• Assignment: In the entries below, find the line with "the dark teal" and the line with "the metal debris". Reproduce those two lines and every line between them exactly, and nothing more.

--- Extracted material ---

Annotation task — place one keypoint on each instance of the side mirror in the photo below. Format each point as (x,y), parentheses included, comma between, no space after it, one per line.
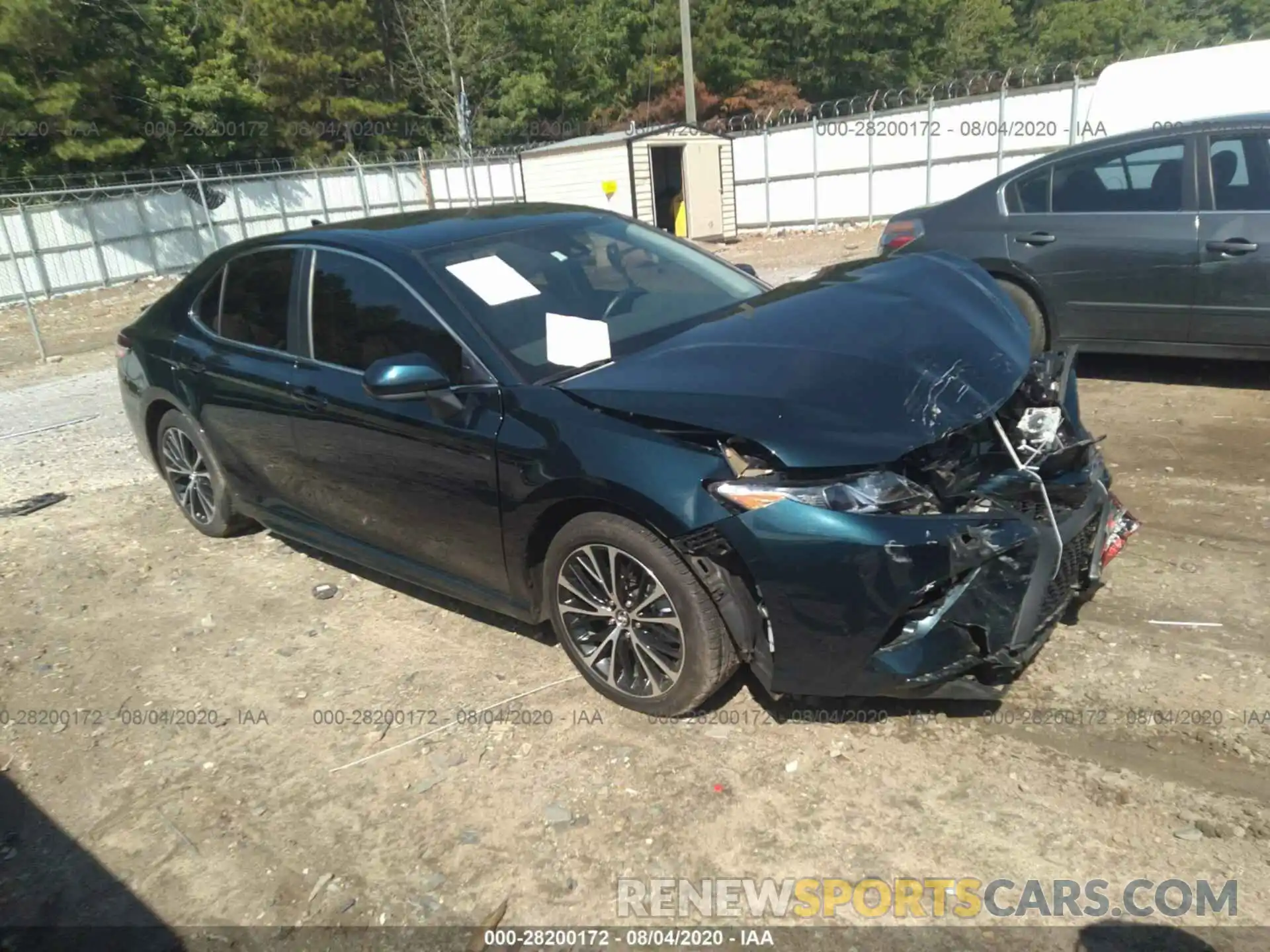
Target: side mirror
(404,377)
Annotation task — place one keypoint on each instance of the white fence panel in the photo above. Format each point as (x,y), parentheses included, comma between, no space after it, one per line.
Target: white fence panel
(66,241)
(870,165)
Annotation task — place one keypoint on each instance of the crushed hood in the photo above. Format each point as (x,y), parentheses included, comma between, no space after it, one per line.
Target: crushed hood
(857,366)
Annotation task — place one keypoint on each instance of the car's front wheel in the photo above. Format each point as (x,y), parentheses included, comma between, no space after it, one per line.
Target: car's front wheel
(633,619)
(1027,303)
(194,477)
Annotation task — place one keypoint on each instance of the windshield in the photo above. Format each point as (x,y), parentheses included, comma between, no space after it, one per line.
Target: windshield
(582,291)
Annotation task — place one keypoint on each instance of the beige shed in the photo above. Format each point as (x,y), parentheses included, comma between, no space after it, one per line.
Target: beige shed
(639,173)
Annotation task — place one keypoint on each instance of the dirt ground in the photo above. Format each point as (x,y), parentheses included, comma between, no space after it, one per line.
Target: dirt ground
(218,713)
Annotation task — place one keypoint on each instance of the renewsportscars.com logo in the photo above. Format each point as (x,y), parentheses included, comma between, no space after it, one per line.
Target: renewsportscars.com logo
(963,898)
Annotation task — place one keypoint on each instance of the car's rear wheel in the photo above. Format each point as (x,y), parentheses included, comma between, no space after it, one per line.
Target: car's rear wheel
(633,619)
(194,477)
(1025,302)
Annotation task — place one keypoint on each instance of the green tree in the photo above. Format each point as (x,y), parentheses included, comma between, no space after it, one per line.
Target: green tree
(320,67)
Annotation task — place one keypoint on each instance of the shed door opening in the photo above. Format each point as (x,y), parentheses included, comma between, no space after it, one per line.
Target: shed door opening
(667,164)
(704,190)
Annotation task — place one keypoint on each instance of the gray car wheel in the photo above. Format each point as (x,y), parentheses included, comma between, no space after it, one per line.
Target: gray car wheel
(633,619)
(1027,303)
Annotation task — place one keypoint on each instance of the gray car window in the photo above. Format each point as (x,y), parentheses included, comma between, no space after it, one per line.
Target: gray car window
(1240,175)
(1133,178)
(1029,194)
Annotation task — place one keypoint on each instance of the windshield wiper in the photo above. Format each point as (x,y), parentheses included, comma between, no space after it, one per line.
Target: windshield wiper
(572,371)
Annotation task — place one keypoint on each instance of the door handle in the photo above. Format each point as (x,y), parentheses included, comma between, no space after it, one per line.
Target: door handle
(309,397)
(1234,247)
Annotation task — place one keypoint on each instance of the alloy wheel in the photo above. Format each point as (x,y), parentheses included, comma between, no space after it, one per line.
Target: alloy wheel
(620,617)
(190,476)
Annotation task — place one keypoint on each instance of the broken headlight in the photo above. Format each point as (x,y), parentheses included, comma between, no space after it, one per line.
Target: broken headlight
(879,492)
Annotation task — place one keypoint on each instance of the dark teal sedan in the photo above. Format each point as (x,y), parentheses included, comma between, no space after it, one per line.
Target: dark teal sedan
(857,484)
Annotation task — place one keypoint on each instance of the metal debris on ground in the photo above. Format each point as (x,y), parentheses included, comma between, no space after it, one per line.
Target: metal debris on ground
(26,507)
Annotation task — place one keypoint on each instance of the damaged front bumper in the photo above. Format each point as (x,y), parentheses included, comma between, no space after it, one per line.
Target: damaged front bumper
(902,606)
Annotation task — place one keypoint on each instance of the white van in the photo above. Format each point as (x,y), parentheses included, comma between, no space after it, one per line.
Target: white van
(1179,89)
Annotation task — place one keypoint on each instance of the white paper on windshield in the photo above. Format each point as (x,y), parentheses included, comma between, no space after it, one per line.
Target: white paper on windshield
(493,280)
(575,342)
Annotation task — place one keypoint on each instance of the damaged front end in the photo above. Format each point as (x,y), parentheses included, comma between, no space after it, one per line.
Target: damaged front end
(940,574)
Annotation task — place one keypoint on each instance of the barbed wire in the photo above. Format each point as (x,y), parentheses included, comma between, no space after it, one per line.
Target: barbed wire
(83,187)
(968,85)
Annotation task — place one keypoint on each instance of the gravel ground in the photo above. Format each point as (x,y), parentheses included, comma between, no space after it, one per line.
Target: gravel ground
(1128,750)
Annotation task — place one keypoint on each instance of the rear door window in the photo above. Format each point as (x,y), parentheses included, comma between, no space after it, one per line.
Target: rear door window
(1029,194)
(207,309)
(255,300)
(1134,178)
(1240,175)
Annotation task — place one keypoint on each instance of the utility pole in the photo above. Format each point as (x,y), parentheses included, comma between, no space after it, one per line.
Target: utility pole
(690,87)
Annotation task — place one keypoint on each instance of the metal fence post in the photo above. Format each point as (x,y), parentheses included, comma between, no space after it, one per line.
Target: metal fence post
(816,186)
(282,205)
(97,245)
(426,179)
(1075,117)
(46,288)
(207,211)
(146,233)
(22,287)
(930,145)
(1001,126)
(193,221)
(767,183)
(321,196)
(397,188)
(361,186)
(869,130)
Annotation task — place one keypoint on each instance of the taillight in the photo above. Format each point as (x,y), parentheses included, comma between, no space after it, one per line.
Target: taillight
(900,233)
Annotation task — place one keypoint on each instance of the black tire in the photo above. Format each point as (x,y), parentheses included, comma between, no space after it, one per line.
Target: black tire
(1025,302)
(706,656)
(204,500)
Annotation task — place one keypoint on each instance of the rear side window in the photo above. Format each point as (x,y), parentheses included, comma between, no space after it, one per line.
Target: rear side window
(1240,172)
(362,314)
(1136,178)
(1029,194)
(254,303)
(208,305)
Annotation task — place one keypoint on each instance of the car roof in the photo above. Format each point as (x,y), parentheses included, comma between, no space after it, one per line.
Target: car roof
(1183,128)
(409,231)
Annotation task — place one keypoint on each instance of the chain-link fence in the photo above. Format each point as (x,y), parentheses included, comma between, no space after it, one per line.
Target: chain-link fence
(64,234)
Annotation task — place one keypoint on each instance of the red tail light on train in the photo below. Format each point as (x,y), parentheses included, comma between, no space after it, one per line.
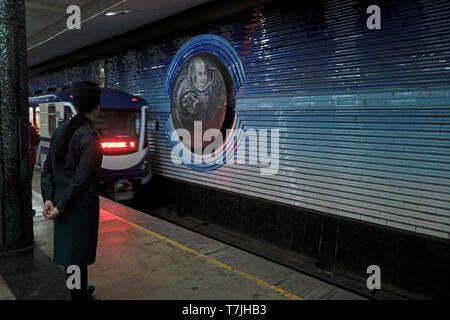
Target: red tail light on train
(118,146)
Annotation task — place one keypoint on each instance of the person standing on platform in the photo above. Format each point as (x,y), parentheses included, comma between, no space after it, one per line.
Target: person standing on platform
(33,142)
(70,183)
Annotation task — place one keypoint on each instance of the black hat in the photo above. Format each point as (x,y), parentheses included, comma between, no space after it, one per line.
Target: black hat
(85,89)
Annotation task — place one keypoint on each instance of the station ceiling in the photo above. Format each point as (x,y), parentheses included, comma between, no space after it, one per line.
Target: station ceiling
(48,36)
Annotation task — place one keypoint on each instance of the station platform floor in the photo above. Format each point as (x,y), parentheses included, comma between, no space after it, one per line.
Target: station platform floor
(143,257)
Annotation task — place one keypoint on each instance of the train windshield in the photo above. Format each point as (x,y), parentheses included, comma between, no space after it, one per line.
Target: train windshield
(119,130)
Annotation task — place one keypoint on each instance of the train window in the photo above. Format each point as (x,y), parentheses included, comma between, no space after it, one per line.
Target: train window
(51,118)
(115,123)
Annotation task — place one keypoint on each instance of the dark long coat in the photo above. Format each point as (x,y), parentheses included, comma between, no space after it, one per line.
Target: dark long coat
(73,187)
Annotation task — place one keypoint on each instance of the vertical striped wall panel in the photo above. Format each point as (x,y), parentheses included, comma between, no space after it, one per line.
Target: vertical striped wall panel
(363,114)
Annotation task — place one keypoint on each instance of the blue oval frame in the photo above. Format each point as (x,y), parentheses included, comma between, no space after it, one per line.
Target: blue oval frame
(206,43)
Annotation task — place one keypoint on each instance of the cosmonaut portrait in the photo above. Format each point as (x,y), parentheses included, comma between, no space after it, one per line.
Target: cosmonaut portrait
(199,94)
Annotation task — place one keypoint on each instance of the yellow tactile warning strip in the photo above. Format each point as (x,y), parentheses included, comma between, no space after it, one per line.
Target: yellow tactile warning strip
(211,260)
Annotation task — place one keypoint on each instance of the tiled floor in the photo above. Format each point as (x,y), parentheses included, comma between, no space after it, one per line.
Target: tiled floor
(143,257)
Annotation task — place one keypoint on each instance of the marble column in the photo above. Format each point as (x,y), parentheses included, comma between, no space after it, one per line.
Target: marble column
(16,220)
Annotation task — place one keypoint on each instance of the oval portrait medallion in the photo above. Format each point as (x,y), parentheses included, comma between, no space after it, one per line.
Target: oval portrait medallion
(201,92)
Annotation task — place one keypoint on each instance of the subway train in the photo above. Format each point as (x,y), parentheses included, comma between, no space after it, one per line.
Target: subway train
(122,127)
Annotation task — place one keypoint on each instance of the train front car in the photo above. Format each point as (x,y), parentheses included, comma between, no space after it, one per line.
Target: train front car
(122,126)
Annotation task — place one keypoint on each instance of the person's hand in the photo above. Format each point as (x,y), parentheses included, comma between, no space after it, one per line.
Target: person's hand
(48,207)
(53,213)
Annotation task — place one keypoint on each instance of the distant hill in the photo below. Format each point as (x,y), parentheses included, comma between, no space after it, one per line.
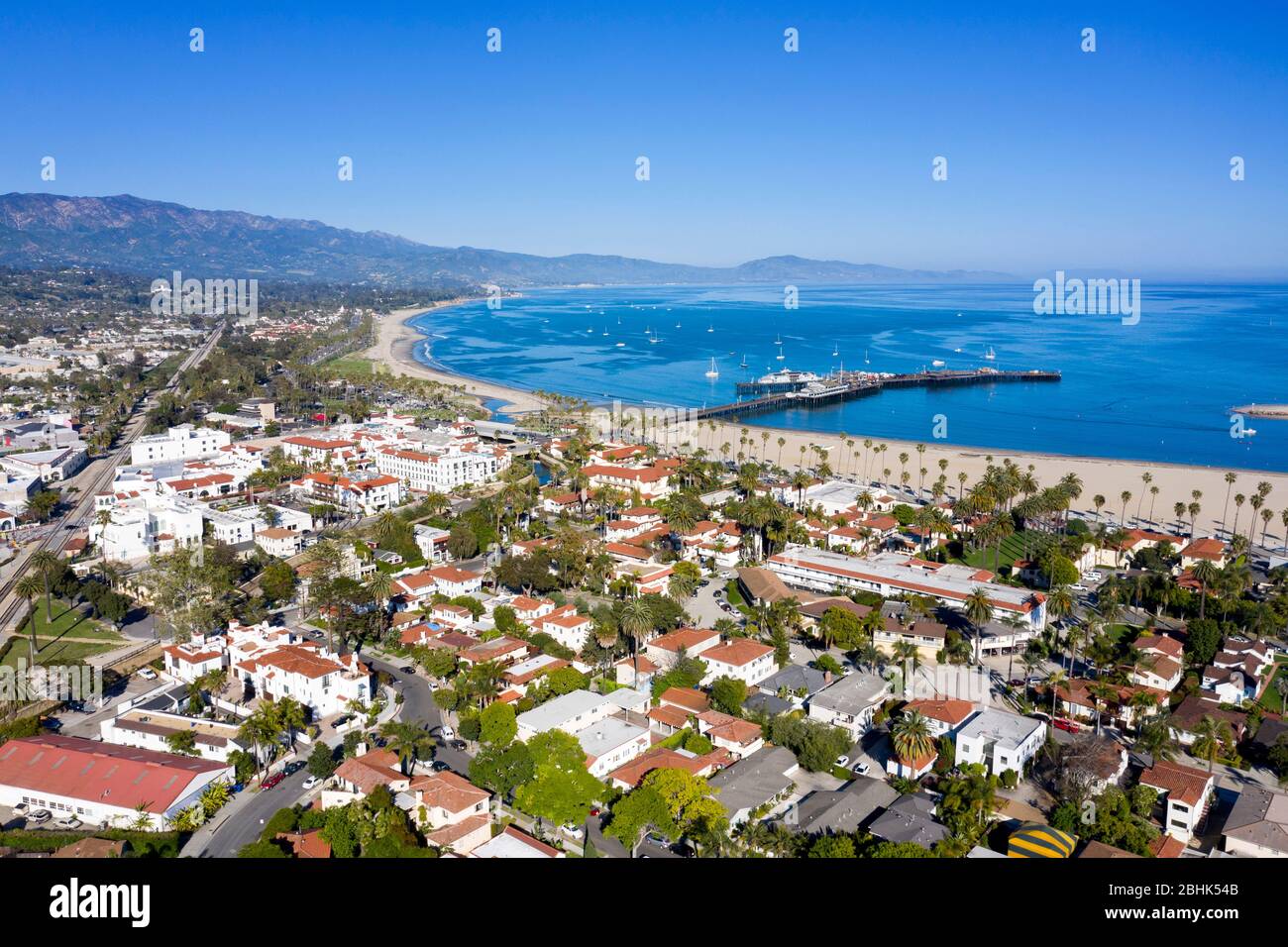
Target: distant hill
(154,237)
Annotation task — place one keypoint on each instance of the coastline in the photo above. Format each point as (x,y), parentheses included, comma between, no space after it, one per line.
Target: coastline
(395,348)
(1106,475)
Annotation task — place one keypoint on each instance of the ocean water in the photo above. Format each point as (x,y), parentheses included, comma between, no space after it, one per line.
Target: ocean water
(1160,389)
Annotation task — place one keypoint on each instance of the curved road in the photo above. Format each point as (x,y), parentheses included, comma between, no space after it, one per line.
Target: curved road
(90,482)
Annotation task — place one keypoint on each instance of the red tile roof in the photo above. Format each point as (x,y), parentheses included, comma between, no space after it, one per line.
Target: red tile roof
(103,774)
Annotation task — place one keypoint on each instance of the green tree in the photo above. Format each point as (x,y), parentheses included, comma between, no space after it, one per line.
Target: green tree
(408,741)
(502,768)
(728,694)
(322,762)
(561,789)
(497,722)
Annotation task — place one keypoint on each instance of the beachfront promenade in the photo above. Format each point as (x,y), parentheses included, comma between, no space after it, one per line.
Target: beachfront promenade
(848,385)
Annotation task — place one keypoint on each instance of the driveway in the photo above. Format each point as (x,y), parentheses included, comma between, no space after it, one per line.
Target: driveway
(703,605)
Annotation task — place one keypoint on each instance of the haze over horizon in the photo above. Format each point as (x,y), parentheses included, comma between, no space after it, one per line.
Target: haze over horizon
(1115,161)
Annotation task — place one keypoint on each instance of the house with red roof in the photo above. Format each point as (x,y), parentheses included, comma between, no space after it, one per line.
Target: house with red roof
(103,784)
(1185,793)
(743,659)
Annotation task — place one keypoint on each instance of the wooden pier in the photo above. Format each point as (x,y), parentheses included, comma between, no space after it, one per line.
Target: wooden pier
(850,385)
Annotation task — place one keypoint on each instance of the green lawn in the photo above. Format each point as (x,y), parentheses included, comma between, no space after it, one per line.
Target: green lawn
(52,637)
(352,367)
(1013,549)
(1270,697)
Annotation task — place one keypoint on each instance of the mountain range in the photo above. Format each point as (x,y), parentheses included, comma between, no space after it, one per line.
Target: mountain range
(134,235)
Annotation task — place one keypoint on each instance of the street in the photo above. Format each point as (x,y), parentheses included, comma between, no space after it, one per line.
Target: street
(241,821)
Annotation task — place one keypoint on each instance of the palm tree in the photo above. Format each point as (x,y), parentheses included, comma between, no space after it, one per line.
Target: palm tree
(30,587)
(1206,573)
(1146,478)
(911,737)
(44,564)
(979,609)
(407,741)
(1225,510)
(1054,680)
(636,622)
(907,655)
(1210,738)
(291,716)
(1100,693)
(1155,738)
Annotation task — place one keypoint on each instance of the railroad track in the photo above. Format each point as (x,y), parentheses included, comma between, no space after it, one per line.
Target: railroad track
(55,540)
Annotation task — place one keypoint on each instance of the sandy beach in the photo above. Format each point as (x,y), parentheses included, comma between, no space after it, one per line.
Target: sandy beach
(395,346)
(1104,475)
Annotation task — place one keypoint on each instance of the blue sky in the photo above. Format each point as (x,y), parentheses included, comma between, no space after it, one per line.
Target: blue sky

---

• Finished task:
Annotation task — place one keypoint on each instance of the dark teal sedan in the photo above. Format each point as (x,y), parentheses included, comma between, no space after it, one per line.
Target: dark teal sedan
(857,484)
Annotation task — place one keypoint on each instance of the metal debris on ground in the photo above. Format each point as (x,y), parentheses included, comma between, no space after it, one per line.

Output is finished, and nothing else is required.